[Image-grounded pointing data]
--- START ---

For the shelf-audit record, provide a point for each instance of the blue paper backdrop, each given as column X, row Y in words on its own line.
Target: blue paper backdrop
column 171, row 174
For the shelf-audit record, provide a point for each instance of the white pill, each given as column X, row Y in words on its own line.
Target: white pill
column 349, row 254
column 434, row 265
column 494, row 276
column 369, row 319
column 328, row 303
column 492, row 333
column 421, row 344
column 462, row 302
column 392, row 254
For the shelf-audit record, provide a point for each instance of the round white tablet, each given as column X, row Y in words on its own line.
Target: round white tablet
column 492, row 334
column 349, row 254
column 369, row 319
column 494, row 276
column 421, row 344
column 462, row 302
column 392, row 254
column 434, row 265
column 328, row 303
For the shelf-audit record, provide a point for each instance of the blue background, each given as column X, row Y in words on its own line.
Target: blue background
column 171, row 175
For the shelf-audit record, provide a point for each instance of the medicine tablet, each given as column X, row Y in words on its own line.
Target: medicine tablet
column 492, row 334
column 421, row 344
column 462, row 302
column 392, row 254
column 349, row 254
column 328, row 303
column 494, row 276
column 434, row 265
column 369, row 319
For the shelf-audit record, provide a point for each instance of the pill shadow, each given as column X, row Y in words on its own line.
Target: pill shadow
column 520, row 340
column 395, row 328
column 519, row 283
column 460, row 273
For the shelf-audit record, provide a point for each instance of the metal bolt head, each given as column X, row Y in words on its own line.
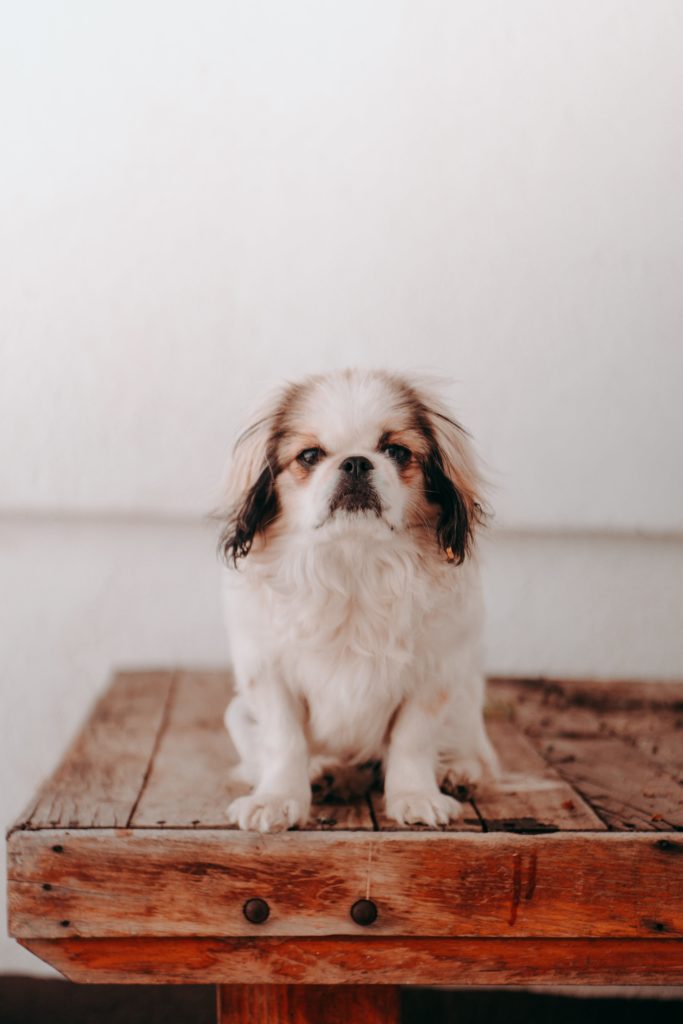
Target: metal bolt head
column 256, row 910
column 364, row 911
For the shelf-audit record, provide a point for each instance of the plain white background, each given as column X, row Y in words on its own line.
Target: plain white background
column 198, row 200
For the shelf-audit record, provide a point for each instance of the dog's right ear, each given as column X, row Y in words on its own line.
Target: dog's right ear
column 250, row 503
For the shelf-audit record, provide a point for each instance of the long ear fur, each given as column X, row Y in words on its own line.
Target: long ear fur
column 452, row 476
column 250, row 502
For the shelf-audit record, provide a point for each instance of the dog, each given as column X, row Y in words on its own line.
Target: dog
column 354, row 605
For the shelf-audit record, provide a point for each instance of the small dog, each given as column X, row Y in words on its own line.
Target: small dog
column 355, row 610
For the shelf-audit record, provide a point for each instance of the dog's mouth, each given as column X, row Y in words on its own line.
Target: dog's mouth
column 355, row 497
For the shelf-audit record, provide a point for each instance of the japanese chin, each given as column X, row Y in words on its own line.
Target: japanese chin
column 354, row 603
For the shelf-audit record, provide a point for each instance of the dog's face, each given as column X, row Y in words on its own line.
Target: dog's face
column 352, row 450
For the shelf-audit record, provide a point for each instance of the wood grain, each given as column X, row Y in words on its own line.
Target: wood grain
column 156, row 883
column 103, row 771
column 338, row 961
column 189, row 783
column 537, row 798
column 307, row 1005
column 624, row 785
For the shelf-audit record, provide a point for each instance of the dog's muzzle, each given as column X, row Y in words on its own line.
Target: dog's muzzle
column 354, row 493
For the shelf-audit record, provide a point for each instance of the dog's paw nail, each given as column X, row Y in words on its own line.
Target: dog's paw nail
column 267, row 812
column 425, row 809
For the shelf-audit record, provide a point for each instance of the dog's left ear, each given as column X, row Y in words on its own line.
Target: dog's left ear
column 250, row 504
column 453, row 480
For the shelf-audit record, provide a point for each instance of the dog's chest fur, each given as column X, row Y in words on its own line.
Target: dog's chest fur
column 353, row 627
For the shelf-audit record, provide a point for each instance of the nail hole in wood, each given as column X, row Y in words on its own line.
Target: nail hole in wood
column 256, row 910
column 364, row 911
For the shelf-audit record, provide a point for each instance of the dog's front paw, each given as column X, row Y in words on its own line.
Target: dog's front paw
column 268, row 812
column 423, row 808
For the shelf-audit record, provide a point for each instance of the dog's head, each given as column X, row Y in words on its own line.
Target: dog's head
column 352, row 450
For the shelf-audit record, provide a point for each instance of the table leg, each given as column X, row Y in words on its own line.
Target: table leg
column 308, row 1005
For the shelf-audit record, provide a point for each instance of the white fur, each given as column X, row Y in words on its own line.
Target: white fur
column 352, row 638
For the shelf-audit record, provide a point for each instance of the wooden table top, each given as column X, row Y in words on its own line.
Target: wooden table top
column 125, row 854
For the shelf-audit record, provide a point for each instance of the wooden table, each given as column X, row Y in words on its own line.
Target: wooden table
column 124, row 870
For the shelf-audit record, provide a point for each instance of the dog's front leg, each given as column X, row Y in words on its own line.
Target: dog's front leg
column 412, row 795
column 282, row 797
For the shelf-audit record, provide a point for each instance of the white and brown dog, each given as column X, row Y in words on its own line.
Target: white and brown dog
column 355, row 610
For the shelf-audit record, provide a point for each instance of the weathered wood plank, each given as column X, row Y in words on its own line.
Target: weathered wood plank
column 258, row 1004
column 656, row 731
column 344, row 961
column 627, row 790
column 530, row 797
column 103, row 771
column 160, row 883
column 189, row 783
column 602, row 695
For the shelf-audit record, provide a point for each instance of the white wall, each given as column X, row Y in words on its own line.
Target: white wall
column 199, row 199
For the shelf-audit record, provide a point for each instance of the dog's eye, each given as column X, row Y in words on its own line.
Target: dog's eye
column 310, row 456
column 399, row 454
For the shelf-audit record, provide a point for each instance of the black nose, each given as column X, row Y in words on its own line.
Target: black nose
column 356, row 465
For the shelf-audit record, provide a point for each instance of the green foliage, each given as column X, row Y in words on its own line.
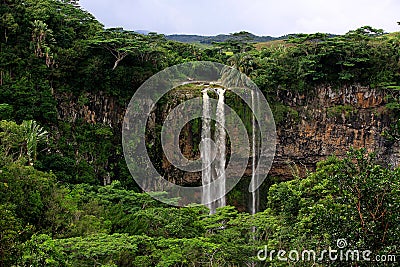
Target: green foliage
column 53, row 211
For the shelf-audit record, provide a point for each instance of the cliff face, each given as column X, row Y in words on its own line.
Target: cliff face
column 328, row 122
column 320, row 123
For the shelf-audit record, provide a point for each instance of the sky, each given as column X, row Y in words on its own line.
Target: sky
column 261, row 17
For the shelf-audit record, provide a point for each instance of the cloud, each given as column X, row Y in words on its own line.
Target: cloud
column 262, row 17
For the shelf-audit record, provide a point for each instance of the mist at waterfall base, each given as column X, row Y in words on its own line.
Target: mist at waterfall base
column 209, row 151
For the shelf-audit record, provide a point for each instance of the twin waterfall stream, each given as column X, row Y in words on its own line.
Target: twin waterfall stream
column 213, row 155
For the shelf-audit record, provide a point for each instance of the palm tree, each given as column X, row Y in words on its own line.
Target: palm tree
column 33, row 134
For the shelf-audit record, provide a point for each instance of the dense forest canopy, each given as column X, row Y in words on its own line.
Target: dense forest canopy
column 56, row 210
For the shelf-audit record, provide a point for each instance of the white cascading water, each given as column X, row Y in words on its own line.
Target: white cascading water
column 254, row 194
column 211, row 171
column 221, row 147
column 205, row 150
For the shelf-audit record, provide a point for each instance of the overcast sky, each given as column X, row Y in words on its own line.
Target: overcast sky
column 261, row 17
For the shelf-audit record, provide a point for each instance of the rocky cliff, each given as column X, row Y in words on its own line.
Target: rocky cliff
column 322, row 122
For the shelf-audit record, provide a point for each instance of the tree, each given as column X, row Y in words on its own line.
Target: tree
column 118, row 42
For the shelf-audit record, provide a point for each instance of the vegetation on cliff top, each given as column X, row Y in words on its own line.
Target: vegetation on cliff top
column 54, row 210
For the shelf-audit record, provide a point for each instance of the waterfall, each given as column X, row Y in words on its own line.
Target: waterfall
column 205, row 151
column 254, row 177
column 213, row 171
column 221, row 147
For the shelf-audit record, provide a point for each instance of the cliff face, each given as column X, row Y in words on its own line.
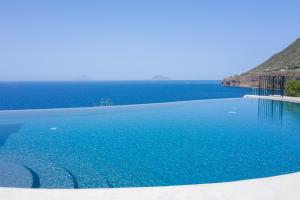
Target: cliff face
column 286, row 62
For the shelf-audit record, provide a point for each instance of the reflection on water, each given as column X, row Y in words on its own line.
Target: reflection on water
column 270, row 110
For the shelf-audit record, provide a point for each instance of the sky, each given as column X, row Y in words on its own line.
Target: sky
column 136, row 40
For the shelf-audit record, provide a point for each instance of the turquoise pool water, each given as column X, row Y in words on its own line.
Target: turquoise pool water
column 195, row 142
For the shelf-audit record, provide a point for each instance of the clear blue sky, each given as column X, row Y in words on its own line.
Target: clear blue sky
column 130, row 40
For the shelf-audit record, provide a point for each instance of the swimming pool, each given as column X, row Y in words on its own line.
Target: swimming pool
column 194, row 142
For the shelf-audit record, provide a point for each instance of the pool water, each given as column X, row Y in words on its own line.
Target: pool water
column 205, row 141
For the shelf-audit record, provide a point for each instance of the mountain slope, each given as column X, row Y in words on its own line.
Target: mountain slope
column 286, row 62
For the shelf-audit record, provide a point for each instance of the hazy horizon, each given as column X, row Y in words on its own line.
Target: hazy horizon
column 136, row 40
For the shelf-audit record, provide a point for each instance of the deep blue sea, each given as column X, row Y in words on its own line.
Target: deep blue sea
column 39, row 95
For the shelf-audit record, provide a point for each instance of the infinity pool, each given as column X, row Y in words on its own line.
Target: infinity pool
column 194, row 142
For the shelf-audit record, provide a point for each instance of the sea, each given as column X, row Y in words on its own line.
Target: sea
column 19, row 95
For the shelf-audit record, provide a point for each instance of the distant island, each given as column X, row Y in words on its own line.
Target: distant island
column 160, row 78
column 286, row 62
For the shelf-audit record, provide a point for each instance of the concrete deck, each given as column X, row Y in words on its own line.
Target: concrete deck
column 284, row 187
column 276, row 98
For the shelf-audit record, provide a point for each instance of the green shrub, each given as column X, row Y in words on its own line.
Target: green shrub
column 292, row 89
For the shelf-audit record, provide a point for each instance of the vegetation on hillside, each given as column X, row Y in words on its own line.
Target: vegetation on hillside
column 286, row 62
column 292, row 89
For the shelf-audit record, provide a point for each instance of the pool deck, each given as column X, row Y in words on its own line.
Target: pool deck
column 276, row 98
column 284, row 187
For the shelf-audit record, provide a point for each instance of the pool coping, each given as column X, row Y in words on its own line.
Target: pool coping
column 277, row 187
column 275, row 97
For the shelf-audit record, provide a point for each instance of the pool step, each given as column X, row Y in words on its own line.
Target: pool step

--- END ---

§ Exercise goal: All lines in the data that contain the word "step" should be copied.

§ Answer area:
For the shelf-audit record, provide a point for each instance of the pool step, each given as column X, row Y in words on its own line.
Target: pool step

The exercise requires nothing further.